Brief:
Which lines in the data below contain the string "metal"? Extract each of them in full, treating uppercase and lowercase as different.

---*---

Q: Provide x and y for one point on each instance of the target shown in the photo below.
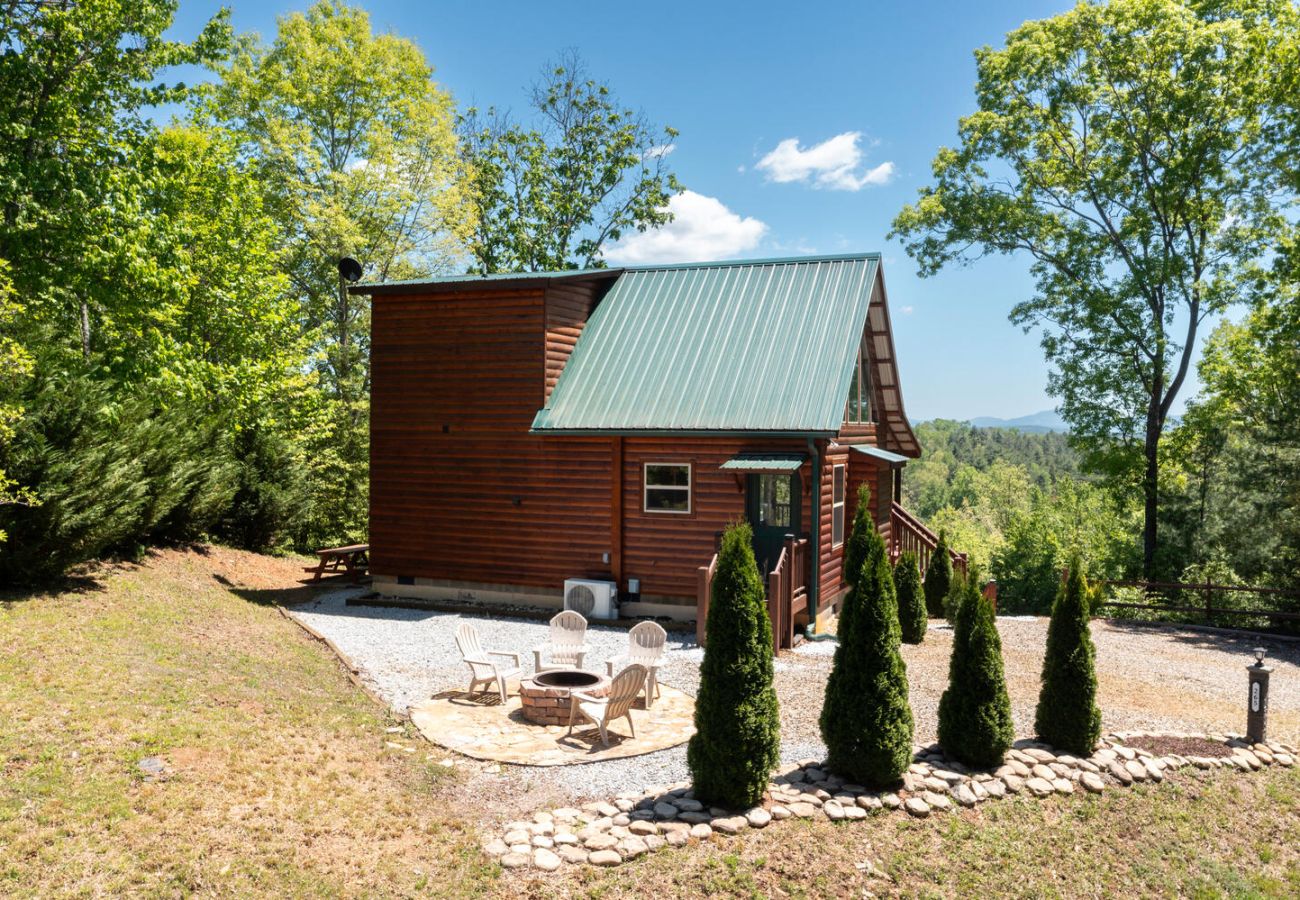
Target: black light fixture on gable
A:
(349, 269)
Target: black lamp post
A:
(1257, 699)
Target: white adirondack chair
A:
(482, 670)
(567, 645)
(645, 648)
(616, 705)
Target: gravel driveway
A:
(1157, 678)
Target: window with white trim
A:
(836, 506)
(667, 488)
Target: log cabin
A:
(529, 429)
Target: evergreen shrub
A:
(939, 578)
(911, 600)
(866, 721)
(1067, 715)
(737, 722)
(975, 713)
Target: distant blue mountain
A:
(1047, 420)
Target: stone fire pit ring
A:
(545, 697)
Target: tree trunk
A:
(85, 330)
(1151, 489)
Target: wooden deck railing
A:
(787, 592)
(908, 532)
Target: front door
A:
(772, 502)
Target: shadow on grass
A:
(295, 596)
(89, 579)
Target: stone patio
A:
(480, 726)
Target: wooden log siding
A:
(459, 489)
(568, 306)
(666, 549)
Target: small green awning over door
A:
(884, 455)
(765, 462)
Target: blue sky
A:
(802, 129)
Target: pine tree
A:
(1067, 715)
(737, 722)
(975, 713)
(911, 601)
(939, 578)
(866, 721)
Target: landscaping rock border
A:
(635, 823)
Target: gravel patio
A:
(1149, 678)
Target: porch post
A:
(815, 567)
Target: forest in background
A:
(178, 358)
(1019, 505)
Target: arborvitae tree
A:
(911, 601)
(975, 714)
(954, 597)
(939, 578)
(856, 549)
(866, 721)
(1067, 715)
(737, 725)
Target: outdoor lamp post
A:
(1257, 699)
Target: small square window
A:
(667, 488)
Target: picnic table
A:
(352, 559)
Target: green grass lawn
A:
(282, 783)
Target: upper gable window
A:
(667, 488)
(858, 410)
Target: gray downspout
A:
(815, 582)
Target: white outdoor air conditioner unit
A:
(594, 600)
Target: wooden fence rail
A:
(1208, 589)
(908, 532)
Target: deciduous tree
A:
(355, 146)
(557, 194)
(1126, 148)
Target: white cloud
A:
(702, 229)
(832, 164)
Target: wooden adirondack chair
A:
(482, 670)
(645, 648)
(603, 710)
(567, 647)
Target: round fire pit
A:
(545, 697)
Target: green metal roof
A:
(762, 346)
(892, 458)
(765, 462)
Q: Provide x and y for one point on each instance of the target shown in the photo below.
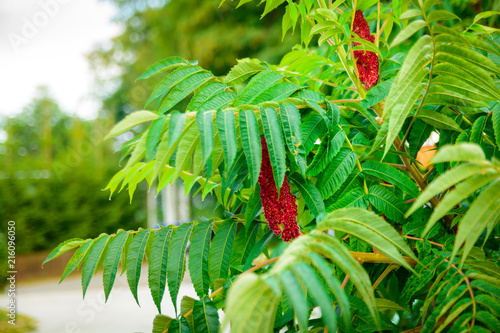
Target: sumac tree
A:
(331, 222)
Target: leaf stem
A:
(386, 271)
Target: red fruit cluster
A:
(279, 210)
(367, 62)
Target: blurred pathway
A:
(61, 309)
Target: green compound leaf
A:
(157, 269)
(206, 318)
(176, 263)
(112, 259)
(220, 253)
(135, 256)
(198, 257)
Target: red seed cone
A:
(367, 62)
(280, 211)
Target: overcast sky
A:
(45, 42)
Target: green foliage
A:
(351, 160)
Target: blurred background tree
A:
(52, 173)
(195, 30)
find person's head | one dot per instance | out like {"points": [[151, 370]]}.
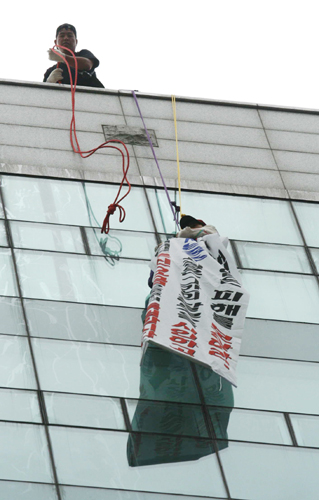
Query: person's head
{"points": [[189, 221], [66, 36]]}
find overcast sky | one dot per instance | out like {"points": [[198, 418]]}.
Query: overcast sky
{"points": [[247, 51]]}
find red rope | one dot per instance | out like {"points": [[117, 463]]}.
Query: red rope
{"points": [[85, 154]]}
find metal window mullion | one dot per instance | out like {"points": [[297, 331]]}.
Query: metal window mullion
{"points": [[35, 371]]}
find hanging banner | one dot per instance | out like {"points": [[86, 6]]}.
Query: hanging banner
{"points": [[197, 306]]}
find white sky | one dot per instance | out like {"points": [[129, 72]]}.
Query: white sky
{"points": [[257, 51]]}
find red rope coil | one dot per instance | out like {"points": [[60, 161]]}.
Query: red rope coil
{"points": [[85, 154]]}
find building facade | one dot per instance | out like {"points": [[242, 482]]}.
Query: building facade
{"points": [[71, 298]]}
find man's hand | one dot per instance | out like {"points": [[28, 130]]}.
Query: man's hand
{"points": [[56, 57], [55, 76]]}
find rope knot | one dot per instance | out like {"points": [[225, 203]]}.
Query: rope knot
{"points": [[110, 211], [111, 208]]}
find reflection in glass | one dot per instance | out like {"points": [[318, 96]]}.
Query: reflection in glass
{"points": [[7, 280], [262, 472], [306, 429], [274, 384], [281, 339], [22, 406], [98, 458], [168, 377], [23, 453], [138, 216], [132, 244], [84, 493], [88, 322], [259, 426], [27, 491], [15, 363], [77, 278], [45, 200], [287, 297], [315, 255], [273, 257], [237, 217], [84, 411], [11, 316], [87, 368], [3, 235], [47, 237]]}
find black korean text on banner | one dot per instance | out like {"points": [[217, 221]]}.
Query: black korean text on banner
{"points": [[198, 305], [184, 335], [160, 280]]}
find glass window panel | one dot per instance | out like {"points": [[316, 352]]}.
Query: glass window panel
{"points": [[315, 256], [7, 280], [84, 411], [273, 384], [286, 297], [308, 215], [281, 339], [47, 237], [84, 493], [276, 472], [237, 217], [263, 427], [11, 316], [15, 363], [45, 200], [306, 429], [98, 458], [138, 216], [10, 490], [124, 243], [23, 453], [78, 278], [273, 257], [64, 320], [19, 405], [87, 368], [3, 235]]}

---*---

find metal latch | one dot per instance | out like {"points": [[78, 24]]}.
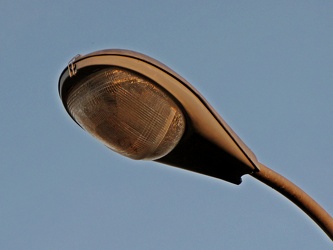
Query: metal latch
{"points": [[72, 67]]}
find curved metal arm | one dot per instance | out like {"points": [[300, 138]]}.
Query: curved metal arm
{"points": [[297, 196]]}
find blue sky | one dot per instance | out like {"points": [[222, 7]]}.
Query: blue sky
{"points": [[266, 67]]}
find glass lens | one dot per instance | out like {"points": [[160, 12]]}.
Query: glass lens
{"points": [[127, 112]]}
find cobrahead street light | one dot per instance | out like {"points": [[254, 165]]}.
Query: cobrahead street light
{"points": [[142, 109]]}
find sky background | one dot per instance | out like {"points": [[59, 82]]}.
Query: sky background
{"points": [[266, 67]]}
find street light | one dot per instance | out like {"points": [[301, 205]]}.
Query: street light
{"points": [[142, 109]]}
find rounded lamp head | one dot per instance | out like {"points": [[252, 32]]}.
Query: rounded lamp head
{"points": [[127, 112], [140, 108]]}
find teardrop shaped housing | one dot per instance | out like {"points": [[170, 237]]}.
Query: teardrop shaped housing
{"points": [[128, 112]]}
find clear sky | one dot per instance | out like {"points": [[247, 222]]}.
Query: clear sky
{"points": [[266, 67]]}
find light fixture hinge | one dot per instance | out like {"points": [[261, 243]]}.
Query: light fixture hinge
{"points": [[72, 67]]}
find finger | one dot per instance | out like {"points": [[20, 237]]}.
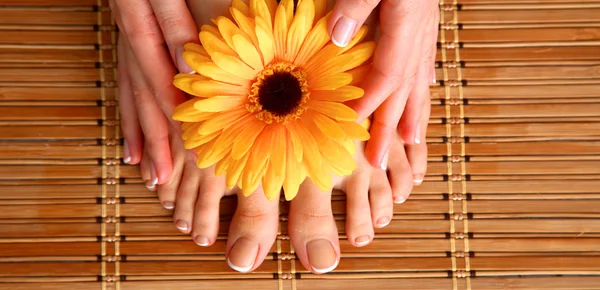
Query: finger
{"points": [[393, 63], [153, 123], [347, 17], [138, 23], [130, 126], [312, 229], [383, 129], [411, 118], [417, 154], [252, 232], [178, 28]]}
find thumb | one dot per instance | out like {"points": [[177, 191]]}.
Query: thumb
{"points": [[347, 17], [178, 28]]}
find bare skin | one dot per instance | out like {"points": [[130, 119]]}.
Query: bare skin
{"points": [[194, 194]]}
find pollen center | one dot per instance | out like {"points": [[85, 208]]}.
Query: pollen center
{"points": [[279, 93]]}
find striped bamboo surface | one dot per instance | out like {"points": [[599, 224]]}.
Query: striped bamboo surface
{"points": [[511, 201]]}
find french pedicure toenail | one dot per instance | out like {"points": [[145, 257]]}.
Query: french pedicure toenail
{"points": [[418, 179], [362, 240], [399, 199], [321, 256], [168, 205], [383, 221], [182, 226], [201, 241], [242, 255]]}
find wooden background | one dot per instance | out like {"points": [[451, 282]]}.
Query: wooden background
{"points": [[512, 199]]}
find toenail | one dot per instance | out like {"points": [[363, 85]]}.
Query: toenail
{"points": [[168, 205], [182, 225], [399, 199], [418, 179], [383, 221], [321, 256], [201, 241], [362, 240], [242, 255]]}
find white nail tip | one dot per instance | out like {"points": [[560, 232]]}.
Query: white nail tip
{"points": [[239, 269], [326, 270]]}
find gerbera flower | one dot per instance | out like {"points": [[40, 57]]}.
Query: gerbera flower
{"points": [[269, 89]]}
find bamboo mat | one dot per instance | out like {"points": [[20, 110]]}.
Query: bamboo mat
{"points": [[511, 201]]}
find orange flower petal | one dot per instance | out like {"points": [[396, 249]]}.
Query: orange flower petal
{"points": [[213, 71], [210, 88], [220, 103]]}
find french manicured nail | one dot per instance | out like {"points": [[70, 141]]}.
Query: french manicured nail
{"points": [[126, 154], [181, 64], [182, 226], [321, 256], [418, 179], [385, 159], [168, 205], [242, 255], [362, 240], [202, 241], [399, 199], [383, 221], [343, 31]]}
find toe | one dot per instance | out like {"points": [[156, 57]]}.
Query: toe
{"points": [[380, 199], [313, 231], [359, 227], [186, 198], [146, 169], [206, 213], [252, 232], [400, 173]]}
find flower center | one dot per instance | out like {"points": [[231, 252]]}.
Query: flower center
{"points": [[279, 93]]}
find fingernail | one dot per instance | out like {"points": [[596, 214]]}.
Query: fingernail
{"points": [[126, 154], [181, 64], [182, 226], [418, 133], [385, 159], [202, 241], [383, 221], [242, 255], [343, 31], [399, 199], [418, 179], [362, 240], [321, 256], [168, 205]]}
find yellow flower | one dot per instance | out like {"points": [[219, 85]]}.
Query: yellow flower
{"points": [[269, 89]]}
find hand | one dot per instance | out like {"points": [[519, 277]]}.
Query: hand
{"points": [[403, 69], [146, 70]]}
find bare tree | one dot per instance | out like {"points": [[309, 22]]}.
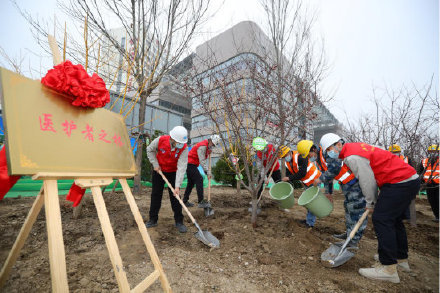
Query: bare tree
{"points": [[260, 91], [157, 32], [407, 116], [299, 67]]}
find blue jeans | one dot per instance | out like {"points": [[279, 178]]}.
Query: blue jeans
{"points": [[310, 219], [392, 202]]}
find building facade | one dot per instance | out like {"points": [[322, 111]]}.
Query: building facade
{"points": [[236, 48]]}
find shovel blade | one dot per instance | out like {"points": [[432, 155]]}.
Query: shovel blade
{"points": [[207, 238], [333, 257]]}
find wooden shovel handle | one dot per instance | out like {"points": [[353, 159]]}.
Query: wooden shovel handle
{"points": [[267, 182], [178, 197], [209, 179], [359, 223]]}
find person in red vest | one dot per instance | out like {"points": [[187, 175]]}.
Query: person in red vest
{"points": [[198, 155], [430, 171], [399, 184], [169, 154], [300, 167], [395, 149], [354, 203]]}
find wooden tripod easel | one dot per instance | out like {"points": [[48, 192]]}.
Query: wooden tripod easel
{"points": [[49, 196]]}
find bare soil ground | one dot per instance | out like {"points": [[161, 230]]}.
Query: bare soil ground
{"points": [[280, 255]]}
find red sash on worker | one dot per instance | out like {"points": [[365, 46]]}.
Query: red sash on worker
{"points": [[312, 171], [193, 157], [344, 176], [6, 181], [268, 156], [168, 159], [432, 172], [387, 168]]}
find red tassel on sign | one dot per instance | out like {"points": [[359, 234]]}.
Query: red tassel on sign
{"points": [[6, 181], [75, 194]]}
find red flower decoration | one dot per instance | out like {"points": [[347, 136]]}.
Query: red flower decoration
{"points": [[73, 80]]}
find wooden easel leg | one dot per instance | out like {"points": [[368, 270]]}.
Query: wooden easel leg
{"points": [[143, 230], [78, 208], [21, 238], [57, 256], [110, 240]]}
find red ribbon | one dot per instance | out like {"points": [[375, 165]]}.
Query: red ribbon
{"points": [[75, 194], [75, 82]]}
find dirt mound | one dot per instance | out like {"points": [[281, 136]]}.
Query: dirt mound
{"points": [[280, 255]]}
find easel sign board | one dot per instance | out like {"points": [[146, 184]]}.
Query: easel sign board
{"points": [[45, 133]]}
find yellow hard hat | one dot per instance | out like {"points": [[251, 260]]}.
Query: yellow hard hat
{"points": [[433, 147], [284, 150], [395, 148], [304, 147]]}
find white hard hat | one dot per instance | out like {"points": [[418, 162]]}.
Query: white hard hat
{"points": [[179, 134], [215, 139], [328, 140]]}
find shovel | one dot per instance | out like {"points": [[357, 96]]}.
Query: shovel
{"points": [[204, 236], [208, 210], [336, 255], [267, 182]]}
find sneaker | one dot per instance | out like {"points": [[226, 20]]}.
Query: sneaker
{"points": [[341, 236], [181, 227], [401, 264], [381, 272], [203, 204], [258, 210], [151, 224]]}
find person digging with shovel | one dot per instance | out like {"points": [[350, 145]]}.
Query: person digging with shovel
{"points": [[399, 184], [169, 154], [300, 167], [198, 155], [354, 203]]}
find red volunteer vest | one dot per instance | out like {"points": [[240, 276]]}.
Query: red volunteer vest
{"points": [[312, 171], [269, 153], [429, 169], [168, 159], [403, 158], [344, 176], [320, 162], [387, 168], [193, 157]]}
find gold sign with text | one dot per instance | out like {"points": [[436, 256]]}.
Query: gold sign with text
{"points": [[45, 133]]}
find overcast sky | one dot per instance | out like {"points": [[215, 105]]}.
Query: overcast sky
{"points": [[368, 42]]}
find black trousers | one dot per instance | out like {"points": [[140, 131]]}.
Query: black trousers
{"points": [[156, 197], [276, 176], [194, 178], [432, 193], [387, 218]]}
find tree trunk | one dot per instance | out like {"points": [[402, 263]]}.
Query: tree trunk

---*---

The response:
Target: green metal roof
find metal window mullion | one dot per instance | out like {"points": [[297, 331]]}.
Query: metal window mullion
find metal latch | one dot per instance | out like {"points": [[78, 24]]}.
Query: metal latch
find curved metal arm | one dot per instance | out like {"points": [[300, 138]]}.
Query: curved metal arm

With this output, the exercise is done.